(Collected data entries)
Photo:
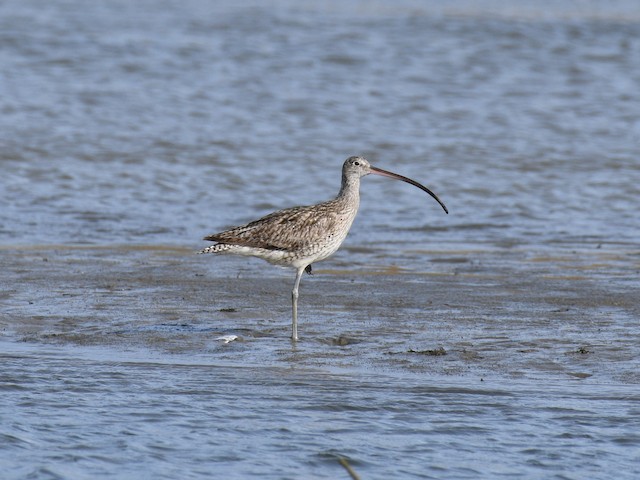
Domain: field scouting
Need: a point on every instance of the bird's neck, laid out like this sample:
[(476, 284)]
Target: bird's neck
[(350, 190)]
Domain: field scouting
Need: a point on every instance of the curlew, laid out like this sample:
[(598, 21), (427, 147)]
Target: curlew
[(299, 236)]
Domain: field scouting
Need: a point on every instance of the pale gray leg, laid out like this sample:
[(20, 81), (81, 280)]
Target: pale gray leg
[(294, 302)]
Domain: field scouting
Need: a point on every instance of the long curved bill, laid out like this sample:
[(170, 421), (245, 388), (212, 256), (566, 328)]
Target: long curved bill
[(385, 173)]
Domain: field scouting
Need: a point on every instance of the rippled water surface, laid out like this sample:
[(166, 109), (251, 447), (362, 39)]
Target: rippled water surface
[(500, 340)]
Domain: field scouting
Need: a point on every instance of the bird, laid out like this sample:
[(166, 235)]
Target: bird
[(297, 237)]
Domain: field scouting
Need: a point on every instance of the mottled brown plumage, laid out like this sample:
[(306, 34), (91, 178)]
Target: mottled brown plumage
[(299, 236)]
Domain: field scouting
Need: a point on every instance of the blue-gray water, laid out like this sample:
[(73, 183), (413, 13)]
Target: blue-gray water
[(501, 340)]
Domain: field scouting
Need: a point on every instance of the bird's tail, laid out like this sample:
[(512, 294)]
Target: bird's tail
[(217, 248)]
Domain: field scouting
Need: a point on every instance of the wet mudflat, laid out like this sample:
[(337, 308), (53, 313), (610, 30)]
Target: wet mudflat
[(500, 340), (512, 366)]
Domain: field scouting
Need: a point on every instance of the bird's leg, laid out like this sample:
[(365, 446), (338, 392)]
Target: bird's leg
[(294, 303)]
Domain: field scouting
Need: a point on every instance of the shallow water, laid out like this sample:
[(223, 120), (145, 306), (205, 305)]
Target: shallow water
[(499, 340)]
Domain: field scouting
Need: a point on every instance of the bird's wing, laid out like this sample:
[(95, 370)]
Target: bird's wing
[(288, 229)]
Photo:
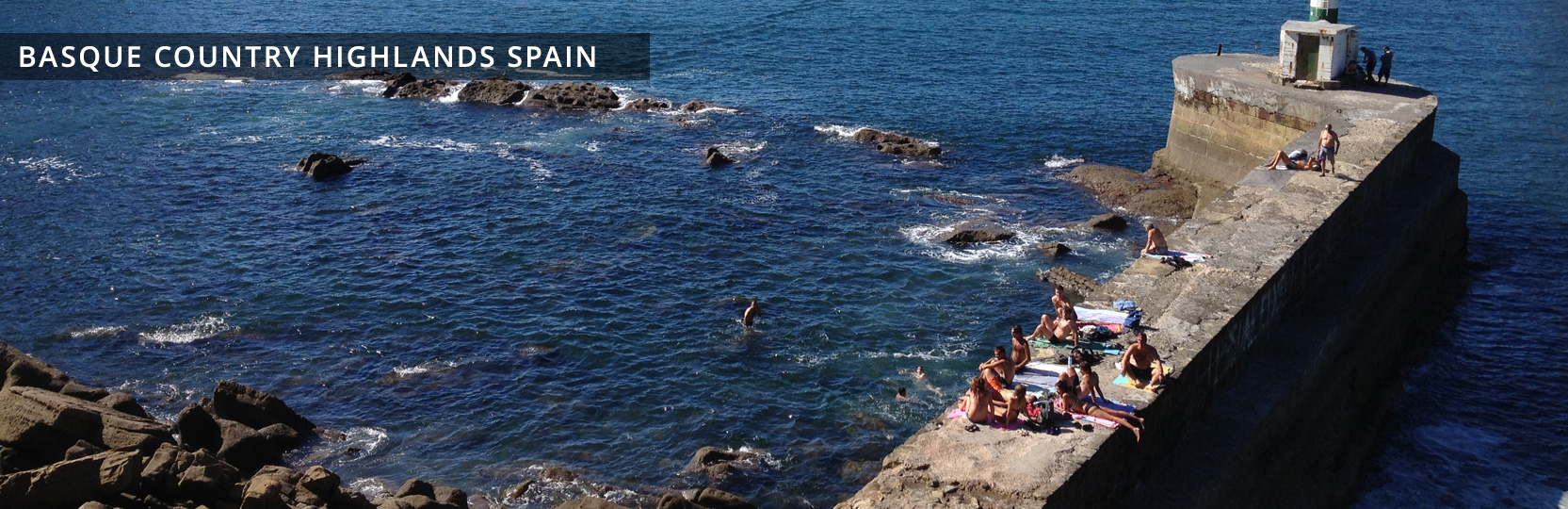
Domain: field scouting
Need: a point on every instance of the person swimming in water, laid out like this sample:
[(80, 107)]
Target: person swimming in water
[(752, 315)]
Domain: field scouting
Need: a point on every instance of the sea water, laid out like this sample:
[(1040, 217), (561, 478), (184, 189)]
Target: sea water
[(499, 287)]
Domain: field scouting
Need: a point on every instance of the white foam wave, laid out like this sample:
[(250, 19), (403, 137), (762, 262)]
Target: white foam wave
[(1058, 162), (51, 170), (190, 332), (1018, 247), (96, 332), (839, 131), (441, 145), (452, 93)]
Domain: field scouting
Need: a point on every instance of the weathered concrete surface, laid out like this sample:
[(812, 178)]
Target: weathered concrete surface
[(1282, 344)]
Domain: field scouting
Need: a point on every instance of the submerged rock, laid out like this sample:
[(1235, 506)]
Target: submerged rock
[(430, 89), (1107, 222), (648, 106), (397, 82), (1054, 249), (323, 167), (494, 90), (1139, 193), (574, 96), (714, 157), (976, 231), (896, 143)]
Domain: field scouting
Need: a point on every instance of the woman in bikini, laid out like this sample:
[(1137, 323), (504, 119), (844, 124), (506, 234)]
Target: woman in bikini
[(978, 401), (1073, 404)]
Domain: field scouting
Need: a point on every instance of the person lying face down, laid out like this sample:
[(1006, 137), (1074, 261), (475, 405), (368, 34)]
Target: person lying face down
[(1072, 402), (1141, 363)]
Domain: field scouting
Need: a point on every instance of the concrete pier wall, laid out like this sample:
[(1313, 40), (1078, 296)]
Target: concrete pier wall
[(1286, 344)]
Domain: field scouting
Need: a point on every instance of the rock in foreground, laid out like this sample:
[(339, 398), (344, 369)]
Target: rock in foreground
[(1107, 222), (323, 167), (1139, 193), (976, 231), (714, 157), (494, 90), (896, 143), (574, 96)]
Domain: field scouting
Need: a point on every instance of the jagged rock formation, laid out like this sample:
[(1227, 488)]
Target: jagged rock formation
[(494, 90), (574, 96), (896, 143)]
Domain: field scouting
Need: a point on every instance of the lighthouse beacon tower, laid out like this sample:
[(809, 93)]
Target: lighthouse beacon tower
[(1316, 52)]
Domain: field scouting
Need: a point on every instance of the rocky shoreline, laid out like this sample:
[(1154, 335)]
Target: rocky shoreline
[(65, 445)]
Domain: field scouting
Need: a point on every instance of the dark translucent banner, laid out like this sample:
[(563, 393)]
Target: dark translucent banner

= ABOUT THIS EXERCISE =
Although the records hold pictures, the copy must not; give again exactly the lines from the one with "Target: bird's leg" through the one with "[(812, 178)]".

= RESPONSE AREA =
Target: bird's leg
[(294, 303)]
Domain: field scouting
Need: a point on every instance of the shallow water, laid out like this sample:
[(223, 120), (145, 306), (205, 305)]
Target: shallow water
[(499, 340)]
Domain: field scouting
Need: a point on every instance of the bird's wing, laid out like this sample:
[(95, 370)]
Target: bird's wing
[(288, 229)]
Photo:
Domain: field scouting
Need: a point on every instance of the person swimming in water, laid out like this sample:
[(80, 107)]
Target: person swimming in water
[(752, 315)]
Domain: field scouting
Need: a point on every instance of the sea water, laid out like this sample:
[(1040, 217), (561, 478), (184, 189)]
Target: sea water
[(499, 287)]
Domain: field scouting
Need: a point on every instance of the white foam wave, laid out like this sample:
[(250, 19), (403, 137), (762, 262)]
Target: white foam wave
[(1058, 162), (51, 170), (190, 332), (1018, 247), (96, 332), (839, 131), (441, 145), (452, 93)]
Domain: field scouting
Need: a point on every instance of the weathered concrete surface, laid out like this sample:
[(812, 178)]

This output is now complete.